→ **Study material**
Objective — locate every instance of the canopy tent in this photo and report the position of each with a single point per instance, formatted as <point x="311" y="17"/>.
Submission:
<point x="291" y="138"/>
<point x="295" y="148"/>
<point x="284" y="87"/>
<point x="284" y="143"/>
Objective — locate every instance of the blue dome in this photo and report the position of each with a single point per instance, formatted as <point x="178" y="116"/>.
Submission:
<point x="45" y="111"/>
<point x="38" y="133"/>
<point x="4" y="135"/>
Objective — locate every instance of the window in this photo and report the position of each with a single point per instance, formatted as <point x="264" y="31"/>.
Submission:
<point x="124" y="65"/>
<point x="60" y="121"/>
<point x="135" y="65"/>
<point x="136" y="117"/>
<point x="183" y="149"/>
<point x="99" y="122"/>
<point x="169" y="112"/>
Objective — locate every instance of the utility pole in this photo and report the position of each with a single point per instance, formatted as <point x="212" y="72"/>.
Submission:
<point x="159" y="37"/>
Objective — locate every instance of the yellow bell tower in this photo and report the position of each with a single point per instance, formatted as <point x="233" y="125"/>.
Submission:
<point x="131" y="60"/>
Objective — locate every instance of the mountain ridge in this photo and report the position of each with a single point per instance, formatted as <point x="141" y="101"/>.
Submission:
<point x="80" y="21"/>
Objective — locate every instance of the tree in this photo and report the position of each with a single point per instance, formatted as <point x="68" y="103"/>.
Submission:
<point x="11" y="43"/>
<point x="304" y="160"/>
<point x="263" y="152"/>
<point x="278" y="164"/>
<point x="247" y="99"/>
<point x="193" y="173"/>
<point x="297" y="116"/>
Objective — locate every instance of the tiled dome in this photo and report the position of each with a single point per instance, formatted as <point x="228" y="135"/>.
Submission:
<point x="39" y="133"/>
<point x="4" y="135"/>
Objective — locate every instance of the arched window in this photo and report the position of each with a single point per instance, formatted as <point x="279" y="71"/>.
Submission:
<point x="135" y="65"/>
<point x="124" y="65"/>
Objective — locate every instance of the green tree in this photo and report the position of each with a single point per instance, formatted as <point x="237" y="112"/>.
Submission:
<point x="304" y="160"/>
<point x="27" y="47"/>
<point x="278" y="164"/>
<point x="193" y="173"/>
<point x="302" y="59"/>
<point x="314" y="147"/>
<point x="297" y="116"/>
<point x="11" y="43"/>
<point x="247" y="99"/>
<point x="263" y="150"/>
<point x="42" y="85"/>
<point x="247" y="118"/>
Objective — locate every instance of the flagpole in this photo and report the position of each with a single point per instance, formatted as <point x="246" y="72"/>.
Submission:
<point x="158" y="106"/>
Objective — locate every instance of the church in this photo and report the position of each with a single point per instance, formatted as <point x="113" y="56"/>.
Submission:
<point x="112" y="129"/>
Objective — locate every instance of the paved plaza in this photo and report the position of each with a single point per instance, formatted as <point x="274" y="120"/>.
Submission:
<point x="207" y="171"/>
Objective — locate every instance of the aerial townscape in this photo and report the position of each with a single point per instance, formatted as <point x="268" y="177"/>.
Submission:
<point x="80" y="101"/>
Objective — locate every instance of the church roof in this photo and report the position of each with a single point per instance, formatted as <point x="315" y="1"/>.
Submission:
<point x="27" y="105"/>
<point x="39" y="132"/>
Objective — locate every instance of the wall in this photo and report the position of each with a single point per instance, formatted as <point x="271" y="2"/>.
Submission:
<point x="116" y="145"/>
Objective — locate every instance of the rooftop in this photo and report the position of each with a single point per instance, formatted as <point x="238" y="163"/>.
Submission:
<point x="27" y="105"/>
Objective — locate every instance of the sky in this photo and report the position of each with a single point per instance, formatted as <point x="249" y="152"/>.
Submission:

→ **Exercise details**
Look through the entries above. Copy out every line holding the word "dome".

→ **Answer space**
Objective — locate every instance of the blue dome in this photo and report the position of each with a single point per instance, formatted as <point x="178" y="116"/>.
Objective — locate every instance of the tiled dome in this photo and report the position of each with a single point per instance, formatted as <point x="228" y="135"/>.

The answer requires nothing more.